- [Task instructions] Turn every line of the material below into a numbered list, skipping any blank lines.

Dataset rows
** begin **

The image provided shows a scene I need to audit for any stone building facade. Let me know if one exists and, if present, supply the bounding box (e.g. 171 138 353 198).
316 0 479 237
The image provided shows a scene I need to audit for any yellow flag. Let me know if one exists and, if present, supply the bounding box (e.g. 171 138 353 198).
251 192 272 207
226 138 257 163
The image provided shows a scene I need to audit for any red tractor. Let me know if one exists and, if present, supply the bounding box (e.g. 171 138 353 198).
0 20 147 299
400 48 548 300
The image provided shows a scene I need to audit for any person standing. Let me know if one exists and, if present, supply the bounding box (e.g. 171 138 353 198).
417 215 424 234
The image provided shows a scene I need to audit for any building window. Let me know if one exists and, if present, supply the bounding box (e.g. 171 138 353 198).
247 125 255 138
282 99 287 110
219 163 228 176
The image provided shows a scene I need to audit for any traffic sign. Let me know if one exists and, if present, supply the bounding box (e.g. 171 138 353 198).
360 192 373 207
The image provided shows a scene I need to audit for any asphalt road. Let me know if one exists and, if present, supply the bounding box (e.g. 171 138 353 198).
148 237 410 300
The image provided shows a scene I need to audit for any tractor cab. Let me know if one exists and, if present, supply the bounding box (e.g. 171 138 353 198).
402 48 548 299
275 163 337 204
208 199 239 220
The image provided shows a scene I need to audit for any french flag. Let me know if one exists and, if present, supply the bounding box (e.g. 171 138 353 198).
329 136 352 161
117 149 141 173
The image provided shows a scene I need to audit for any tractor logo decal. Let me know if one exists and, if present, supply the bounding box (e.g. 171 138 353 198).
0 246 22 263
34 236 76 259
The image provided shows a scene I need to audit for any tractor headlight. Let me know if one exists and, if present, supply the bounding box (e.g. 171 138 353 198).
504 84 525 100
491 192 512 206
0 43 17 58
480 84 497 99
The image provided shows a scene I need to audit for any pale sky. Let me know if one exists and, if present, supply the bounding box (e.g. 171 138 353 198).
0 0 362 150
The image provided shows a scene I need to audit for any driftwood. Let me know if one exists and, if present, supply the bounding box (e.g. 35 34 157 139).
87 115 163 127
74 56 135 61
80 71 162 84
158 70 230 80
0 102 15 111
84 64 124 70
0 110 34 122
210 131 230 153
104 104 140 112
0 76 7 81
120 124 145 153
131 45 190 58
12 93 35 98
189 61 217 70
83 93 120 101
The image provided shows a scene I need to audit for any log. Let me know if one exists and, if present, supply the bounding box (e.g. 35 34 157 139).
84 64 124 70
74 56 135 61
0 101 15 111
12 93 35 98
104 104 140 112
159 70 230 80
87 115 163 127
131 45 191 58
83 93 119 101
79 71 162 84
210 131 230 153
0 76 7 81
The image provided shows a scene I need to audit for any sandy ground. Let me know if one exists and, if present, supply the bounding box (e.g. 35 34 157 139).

** end **

- [Task response]
1. The image provided shows a scene I need to audit for any stone building facade. Let me know if one exists and, if present, supply the bounding box (e.g. 171 138 353 198).
2. 316 0 479 237
3. The image provided shows a scene I need to audit for any yellow flag. Let me know if one exists and, if present, supply the bounding box (e.g. 171 138 353 198).
4. 251 192 272 207
5. 226 138 257 163
6. The image provided shows a scene I need to audit for any red tractor. Let me know if one exists and, if present, supply the bounding box (e.g. 171 138 353 198).
7. 0 20 147 299
8. 400 48 548 300
9. The image provided shows a scene I need to audit for any person standing. Let me know if one exists and, if present, supply the bounding box (e.g. 171 138 353 198).
10. 417 215 424 234
11. The image provided shows a scene I need to audit for any building window. Let me know if one exists and, if present, supply the bounding box (e.g. 171 138 353 198).
12. 247 125 255 138
13. 282 99 287 110
14. 219 163 228 176
15. The image provided shows a scene I need to audit for any traffic sign. Let me know if one exists and, if present, supply the bounding box (e.g. 171 138 353 198).
16. 360 192 373 207
17. The image provided shows a scene I need to audit for any asphalt road. Let me know if one exists and, if present, supply the bounding box (e.g. 171 138 353 198).
18. 148 237 410 300
19. The image provided shows a scene I need to audit for any tractor cab. Let me know if one exists and, if present, supply the bounding box (e.g. 171 138 353 198).
20. 402 48 548 299
21. 275 163 337 204
22. 208 199 239 220
23. The image provided shows a scene I need to audit for any french flag. Let me know if one exists and, if present, supply the bounding box (e.g. 171 138 353 198).
24. 329 136 352 161
25. 117 149 141 173
26. The image provided shows a scene I need to audit for any tractor logo decal. Let me know if one exists and, if present, supply the bounding box (e.g. 171 138 353 198).
27. 0 246 22 263
28. 34 236 76 259
29. The image provided shows a scene I need to audit for any tractor headlight. Let me know if one exists and, if present, supply the bounding box (e.g. 171 138 353 198).
30. 504 84 525 100
31. 491 192 512 206
32. 0 43 17 58
33. 480 84 497 99
34. The image provided shows a scene I need to audit for any pale sky. Let me know if one exists and, if present, supply the bounding box (e.g. 171 138 353 198).
35. 0 0 362 150
36. The image provided shows a scene I need to audit for any driftwood. Let me know if one exists and, if present, supply the bounding box (e.g. 35 34 157 139).
37. 87 115 163 127
38. 74 56 135 61
39. 80 71 162 84
40. 158 70 230 80
41. 0 102 15 111
42. 84 64 124 70
43. 0 110 34 122
44. 210 131 230 153
45. 104 104 140 112
46. 0 76 7 81
47. 120 124 145 153
48. 131 45 190 58
49. 12 93 35 98
50. 189 61 217 70
51. 83 93 120 101
52. The image provided shows a scene I need to audit for any log. Let me know if one exists and, if present, supply the bounding box (e.g. 35 34 157 139).
53. 84 64 124 70
54. 74 56 135 61
55. 0 101 15 111
56. 12 93 35 98
57. 104 104 140 112
58. 159 70 230 80
59. 87 115 163 127
60. 131 45 191 58
61. 83 93 119 101
62. 79 71 162 84
63. 210 131 230 153
64. 0 76 7 81
65. The image provided shows a scene I need to audit for any sandy ground. Let me know if one exists and, if present, supply the bounding box (e.g. 35 34 157 139).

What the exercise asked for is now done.